A complicare il quadro l’invasione russa dell’Ucraina del 2022 ha posto la Belarus’ in una situazione di “co-belligeranza”, dal momento che il territorio del paese è stato utilizzato dall’esercito di Vladimir Putin per lanciare attacchi contro Kyiv, ma ha anche dato ulteriore spinta ad alcune delle forze di opposizione che da una parte hanno messo in atto sabotaggi e azioni contro la guerra e dall’altra sono andate a ingrossare le fila dell’esercito della nazione aggredita.
Ma la repressione continua implacabile, suggellata anche da una nuova tornata elettorale, puramente rituale, che a fine febbraio ha riconfermato senza sorprese Lukašenka, e da un rapporto ancora più stretto con la Russia, che di recente ha spostato in Belarus’ alcune armi nucleari tattiche. Secondo il centro per i diritti umani Viasna, al momento ci sono oltre 1.300 prigionieri politici nel paese.
Abbiamo parlato con Taciana Niadbaj, presidentessa della sezione bielorussa dell’organizzazione di scrittori e scrittrici Pen, che si occupa della libertà d’espressione e della difesa dei diritti dei professionisti nel campo della cultura (dal 2019 al 2021 è stata a capo dell’organizzazione la premio Nobel Svjatlana Aleksievič).
Tre anni fa Pen-Belarus è stata dichiarata illegale in Belarus’ ed è stata smantellata.
Qual è la tua valutazione della situazione attuale rispetto alle violazioni dei diritti umani e, in generale, rispetto al clima che si respira in Belarus’?
Ogni giorno ci sono nuovi arresti e nuove persone che entrano in carcere. Ogni giorno si verificano perquisizioni, fermi, processi nei tribunali; e questa incessante repressione, dal mio punto di vista, racconta sostanzialmente di come il regime attuale non possa permettersi di mostrare alcun segno di debolezza, né di allentare le persecuzioni nei confronti dei propri cittadini, perché ha capito il potenziale che avevano le proteste del 2020.
Molte persone se ne sono andate dalla Belarus’, chi è rimasto ha molta paura e tutti sanno che sarebbe un suicidio scendere in strada a protestare. Non è proprio più possibile organizzare eventi o manifestazioni di massa, l’opposizione che è rimasta all’interno del paese è entrata quasi interamente in clandestinità (come è il caso dei sabotaggi alle linee ferroviarie in relazione alla guerra).

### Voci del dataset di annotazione
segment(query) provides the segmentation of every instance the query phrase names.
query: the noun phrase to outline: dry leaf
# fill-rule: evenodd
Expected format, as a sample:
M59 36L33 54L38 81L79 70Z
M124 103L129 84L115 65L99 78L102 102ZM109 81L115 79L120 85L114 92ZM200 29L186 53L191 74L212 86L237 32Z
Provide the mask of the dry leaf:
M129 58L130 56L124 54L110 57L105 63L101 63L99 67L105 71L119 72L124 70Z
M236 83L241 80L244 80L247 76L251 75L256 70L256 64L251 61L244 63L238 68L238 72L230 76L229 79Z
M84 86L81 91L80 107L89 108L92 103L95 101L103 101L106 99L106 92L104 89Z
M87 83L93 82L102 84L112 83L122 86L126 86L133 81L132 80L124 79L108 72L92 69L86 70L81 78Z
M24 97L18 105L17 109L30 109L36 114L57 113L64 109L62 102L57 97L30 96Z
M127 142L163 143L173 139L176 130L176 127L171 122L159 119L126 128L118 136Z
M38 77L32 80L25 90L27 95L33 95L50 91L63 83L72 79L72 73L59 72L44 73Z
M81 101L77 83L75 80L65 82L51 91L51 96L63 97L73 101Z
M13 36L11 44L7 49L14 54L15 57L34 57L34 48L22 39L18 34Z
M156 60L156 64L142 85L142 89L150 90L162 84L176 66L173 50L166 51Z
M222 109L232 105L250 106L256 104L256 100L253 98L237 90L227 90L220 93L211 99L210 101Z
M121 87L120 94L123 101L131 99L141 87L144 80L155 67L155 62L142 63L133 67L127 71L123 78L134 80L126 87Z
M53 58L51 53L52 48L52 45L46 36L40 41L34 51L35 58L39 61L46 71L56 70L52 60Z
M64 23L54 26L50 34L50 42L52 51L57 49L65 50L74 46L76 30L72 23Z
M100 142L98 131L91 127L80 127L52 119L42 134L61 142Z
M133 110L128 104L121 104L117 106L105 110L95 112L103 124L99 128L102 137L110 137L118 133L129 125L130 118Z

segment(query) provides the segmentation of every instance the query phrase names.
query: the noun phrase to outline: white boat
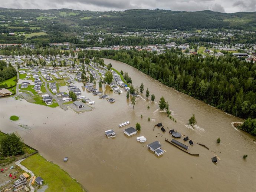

### Cosa farai
Scrivi il seguito dell’estratto sulla repressione in Belarus’, riprendendo subito dopo la sua ultima frase.

### Risposta
Certo, continuano a esserci persone che portano avanti piccoli gesti di dissenso, soprattutto simbolico, come piccoli flash-mob o come l’affissione di adesivi nello spazio pubblico. Ma non c’è la forza, né la possibilità effettiva, di ribellarsi.
Inoltre, almeno nel campo di cui ci occupiamo che è quello culturale, notiamo anche una crescente difficoltà da parte delle persone di rivolgersi alle associazioni per la difesa dei diritti umani. Le persone hanno sempre più timore a cercare aiuto. Non tutti, ma molti. Questo chiaramente aumenta la sofferenza dei prigionieri politici e dei loro parenti e amici. C’è, in generale, una grande paura a parlare e a fornire informazioni.
Il punto è che anche l’assistenza ai prigionieri politici viene classificata come “supporto all’estremismo” e viene spesso sanzionata con multe salate. A volte, per chi è detenuto, il fatto di non rivolgersi a organizzazioni di sostegno può portare a sconti di pena, o comunque a sperare in un giudizio meno duro da parte del sistema carcerario.
L’inizio dell’invasione in Ucraina ha aggravato la situazione?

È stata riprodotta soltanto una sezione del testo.